→ EXERCISE OBJECTIVE:
Copy out all of the material below line for line, leaving out the pictures.
* Begin EXERCISE INPUTS *
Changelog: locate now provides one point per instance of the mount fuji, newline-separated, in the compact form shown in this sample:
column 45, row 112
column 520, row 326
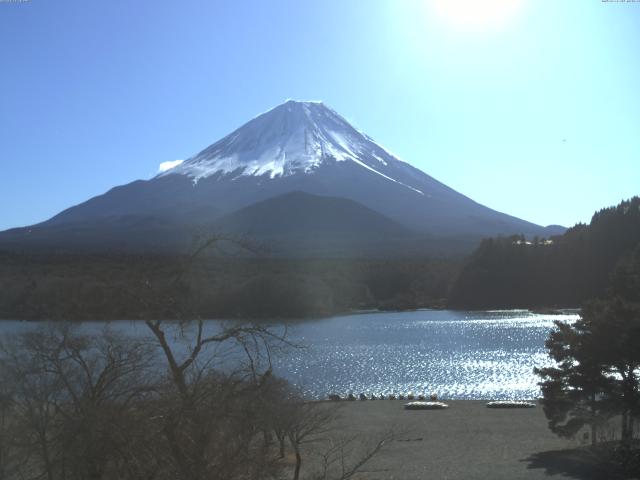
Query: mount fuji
column 299, row 177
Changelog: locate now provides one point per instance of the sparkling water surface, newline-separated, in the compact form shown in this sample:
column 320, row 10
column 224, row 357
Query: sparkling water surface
column 456, row 354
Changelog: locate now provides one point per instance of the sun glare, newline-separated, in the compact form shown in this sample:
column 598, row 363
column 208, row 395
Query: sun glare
column 474, row 15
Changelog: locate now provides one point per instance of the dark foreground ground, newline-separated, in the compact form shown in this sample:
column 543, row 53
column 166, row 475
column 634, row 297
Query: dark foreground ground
column 469, row 441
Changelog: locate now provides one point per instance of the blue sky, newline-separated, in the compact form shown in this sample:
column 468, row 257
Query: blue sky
column 533, row 110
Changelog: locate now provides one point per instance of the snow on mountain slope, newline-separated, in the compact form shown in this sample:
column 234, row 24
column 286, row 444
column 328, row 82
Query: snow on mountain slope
column 292, row 138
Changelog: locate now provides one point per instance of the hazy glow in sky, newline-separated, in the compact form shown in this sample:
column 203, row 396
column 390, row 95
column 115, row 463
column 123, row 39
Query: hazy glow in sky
column 475, row 15
column 529, row 107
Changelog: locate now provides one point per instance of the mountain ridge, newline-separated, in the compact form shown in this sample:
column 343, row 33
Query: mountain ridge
column 294, row 147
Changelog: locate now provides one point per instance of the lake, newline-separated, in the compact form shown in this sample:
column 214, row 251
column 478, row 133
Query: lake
column 458, row 355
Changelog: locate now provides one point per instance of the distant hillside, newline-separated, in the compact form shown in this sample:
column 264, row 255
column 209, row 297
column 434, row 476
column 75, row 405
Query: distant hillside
column 509, row 272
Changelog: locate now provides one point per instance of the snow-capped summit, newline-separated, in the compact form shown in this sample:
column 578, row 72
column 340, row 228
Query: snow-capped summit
column 298, row 176
column 294, row 137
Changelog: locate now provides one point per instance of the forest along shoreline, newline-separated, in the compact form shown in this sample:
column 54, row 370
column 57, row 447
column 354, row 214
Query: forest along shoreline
column 509, row 272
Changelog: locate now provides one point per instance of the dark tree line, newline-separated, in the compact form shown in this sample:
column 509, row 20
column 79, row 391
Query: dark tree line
column 79, row 287
column 189, row 400
column 596, row 379
column 564, row 271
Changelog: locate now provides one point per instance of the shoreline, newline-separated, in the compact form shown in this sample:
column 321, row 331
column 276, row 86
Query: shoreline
column 467, row 441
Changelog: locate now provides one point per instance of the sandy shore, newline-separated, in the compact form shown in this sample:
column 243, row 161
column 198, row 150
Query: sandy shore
column 467, row 441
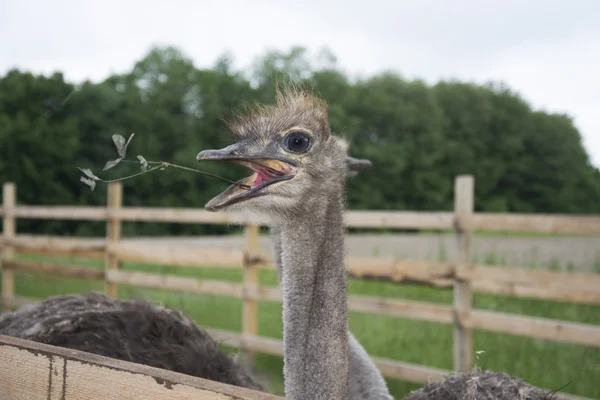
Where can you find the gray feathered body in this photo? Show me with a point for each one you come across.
(477, 385)
(134, 330)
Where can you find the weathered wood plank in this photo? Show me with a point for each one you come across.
* End EXERCISE INPUTS *
→ RESULT OF THE TASK:
Changelog: locate now provides one point per instance of the mount fuji, newline-separated, in the compact form shown in this sample:
column 45, row 112
column 520, row 326
Query: mount fuji
column 299, row 177
Changelog: locate now provides one point per instance of the sparkling water surface, newline-separated, in the compact form shown in this sample:
column 320, row 10
column 224, row 357
Query: sparkling water surface
column 456, row 354
Changelog: locate now provides one point per instance of the sun glare, newline-separated, in the compact form shown in this sample:
column 598, row 363
column 208, row 395
Query: sun glare
column 474, row 15
Changelog: locate now provides one point per instance of the dark foreground ground, newline-separated, in the compact form shown in this sample:
column 543, row 53
column 166, row 475
column 634, row 297
Query: dark foreground ground
column 469, row 441
Changelog: locate now provides one point per instance of the blue sky, newline-separated, in the compact form shown in this sample:
column 468, row 257
Query: blue sky
column 533, row 110
Changelog: locate now provides one point per instance of the snow on mountain slope, newline-separated, in the compact form shown in this sample:
column 234, row 24
column 286, row 444
column 328, row 82
Query: snow on mountain slope
column 292, row 138
Changelog: locate now provides one point per instance of the hazy glow in sky, newline-separated, in the compact form shown in this sample:
column 203, row 396
column 390, row 95
column 115, row 463
column 123, row 39
Query: hazy glow in sky
column 475, row 15
column 529, row 107
Changelog: locate now provides one point per instance of the mountain ridge, newline-separated, in the compact form shown in this sample:
column 343, row 33
Query: mountain ridge
column 294, row 147
Changelog: locate now provides one point per instance of the lake, newline-separated, in the compact form shown in this sample:
column 214, row 251
column 478, row 133
Query: lake
column 458, row 355
Changelog: locate now provides one point per instance of the distant hillside, newline-separated, in the compact form shown in this sample:
column 264, row 255
column 209, row 297
column 434, row 476
column 75, row 405
Query: distant hillside
column 509, row 272
Changelog: locate now provides one point per instance of the snow-capped summit, newline-separated, in the compact form shown in this sample:
column 578, row 72
column 340, row 228
Query: snow-capped summit
column 298, row 176
column 294, row 137
Changelog: locate now provides one point per instance of the forest along shoreline, newline-separated, in the compact form shown in this sample:
column 54, row 370
column 57, row 447
column 354, row 214
Query: forest along shoreline
column 509, row 272
Changelog: locate now provides one point per instance of the dark tree line, newline-separated, in the compact form shown in this sample:
column 509, row 20
column 79, row 391
Query: dark tree line
column 79, row 287
column 189, row 400
column 596, row 379
column 564, row 271
Changelog: locate now provides one point per instance of the shoreline, newline-separated, in the compact form shown in this sample:
column 321, row 331
column 276, row 86
Query: shoreline
column 467, row 441
Changelog: locate now provides one point per instance of the sandy shore, newline-separated, in the compact form shown in this sample:
column 243, row 161
column 198, row 150
Query: sandy shore
column 467, row 441
Where can you find the gray feathered body in this photo? Show me with a point for each one you come across.
(477, 385)
(134, 330)
Where can you find the weathered wood plank in this photo? Show me with a point for each one you come across.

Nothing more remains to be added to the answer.